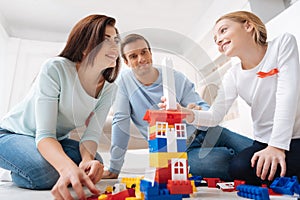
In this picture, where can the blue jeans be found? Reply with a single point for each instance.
(211, 151)
(29, 169)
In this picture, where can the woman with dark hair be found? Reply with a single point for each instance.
(72, 90)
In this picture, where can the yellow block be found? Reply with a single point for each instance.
(161, 159)
(153, 129)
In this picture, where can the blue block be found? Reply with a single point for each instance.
(285, 185)
(181, 145)
(253, 192)
(164, 197)
(158, 145)
(197, 180)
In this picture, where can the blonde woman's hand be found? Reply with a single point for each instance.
(109, 175)
(267, 161)
(75, 177)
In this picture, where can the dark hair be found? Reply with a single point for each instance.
(85, 39)
(132, 38)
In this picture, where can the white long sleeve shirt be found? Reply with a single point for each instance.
(274, 100)
(57, 103)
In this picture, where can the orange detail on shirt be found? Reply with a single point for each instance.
(261, 74)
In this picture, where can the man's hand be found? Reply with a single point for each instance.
(77, 178)
(109, 175)
(267, 161)
(94, 169)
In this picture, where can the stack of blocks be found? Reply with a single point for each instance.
(167, 143)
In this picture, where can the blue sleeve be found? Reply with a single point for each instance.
(46, 105)
(120, 130)
(100, 114)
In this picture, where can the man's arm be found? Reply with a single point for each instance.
(120, 133)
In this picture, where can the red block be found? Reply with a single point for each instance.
(162, 175)
(180, 187)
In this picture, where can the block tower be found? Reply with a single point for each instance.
(167, 143)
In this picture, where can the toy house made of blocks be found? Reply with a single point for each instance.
(167, 143)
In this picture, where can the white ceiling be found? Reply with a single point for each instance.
(51, 20)
(183, 27)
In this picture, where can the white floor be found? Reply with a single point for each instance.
(135, 164)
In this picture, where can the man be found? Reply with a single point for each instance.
(140, 88)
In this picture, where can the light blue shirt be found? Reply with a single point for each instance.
(57, 103)
(132, 101)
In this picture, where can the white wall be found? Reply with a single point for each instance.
(20, 61)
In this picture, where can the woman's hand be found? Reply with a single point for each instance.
(267, 161)
(94, 169)
(77, 178)
(109, 175)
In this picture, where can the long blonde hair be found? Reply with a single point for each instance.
(260, 31)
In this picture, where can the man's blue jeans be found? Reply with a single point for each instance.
(19, 154)
(211, 152)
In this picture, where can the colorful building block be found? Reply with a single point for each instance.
(158, 145)
(161, 159)
(253, 192)
(212, 182)
(285, 185)
(180, 187)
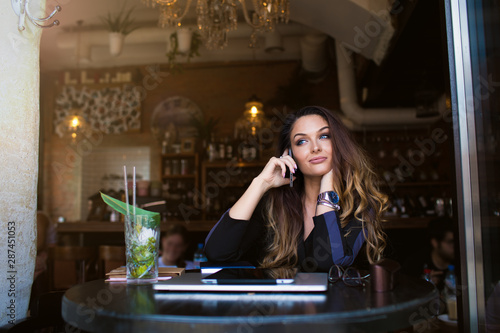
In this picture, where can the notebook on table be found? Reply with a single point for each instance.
(193, 281)
(164, 273)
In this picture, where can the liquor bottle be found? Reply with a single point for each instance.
(450, 292)
(229, 148)
(199, 256)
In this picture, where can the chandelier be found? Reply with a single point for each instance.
(215, 18)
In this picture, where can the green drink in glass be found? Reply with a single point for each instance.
(142, 239)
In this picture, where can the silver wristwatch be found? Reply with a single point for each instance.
(329, 199)
(329, 196)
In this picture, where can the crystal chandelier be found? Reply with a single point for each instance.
(215, 18)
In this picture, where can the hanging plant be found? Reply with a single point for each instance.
(121, 22)
(174, 50)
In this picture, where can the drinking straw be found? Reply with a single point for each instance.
(126, 189)
(133, 187)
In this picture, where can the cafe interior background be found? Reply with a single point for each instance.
(178, 116)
==============================
*YOUR OBJECTIVE*: Print every line of the material exactly as written, but drop the pictures.

*WRITTEN ANSWER*:
In this picture, where can the blue jeans be found? Reply with a single point for each instance.
(211, 151)
(29, 169)
In this picture, where can the woman with dark hair be found? Reply with a single point for each instance.
(72, 90)
In this picture, where can the yellow block be found? Reply with a single point for each instance.
(161, 159)
(153, 129)
In this picture, where can the blue block be found? Reply with a single point for each instance.
(285, 185)
(181, 145)
(253, 192)
(164, 197)
(158, 145)
(197, 180)
In this picture, where can the blonde woman's hand be found? Reply with a single point for each instance.
(109, 175)
(267, 161)
(75, 177)
In this picture, where can the dark hair be found? Reply with a single point for each instance.
(85, 39)
(132, 38)
In this picture, where can the white long sleeve shirt be found? Reply with a single point for each instance.
(274, 100)
(57, 103)
In this picture, where can the orange detail on shirt be found? Reply with a single point for each instance.
(261, 74)
In this picture, where can the man's hand be found? Reply with a single point for each instance.
(77, 178)
(109, 175)
(267, 161)
(94, 169)
In this picture, where can the stack of blocks be found? Reply with a single point for each instance.
(167, 143)
In this picture, where can the blue sleeve be found? Reply with a single point for each instance.
(46, 105)
(120, 130)
(100, 114)
In this picture, where can the man's arm be found? Reply with a single point for each instance.
(120, 133)
In this picture, where can the red block be found? Reply with a single point for each instance.
(162, 175)
(180, 187)
In this picture, where can the block tower be found? Reply with a single point for each instance.
(167, 143)
In this picture, where can the toy house made of blocks be found? Reply with a single point for each instance.
(167, 143)
In this picture, where can the white ceiling be found? Reply with a single point for each instance.
(51, 20)
(183, 27)
In this picture, where can the white floor be found? Reply with a single point for each instance.
(135, 164)
In this picture, where can the man be found? Reply with a single point for each instance.
(140, 88)
In this picture, where can the light blue shirt be found? Reply with a single point for each instance.
(57, 103)
(132, 101)
In this picture, where can the white wall be found? Reply with a single point for each instance.
(20, 61)
In this picture, where can the woman's hand be found? Reply with a single point for each instance.
(267, 161)
(94, 169)
(77, 178)
(109, 175)
In this picture, where can the long blonde hair be found? Reply with a single point for each instance.
(260, 31)
In this picture, where can the man's blue jeans be found? Reply with a single point for each instance.
(19, 154)
(211, 152)
In this picture, where can the colorful building block be found? Reply with a single point for each instance.
(158, 145)
(161, 159)
(253, 192)
(212, 182)
(285, 185)
(180, 187)
In this picture, where can the notebook on table be found? Reply with a single point for each instance.
(193, 281)
(164, 273)
In this picture, where can the liquor bottle be found? Reply with a single point for each instance.
(450, 292)
(229, 148)
(199, 256)
In this picture, where can the chandelier be found? Reply with a single point for each instance.
(215, 18)
In this picture, where can the green drink in glass be found? Reply with a single point for each instance.
(142, 239)
In this picture, where can the silver wristwatch be found? Reply with a single point for each instance.
(329, 199)
(329, 196)
In this picture, where can the crystal chandelier be found? Reply with a single point for each instance.
(215, 18)
In this picture, where can the hanging plant be found? Reply with a single point for each instance.
(121, 22)
(174, 50)
In this picture, where can the drinking straw be found? Reply with a single point for each instance.
(126, 189)
(133, 187)
In this picture, where can the cafe interior background be found? Reply with a single point for each instance.
(178, 116)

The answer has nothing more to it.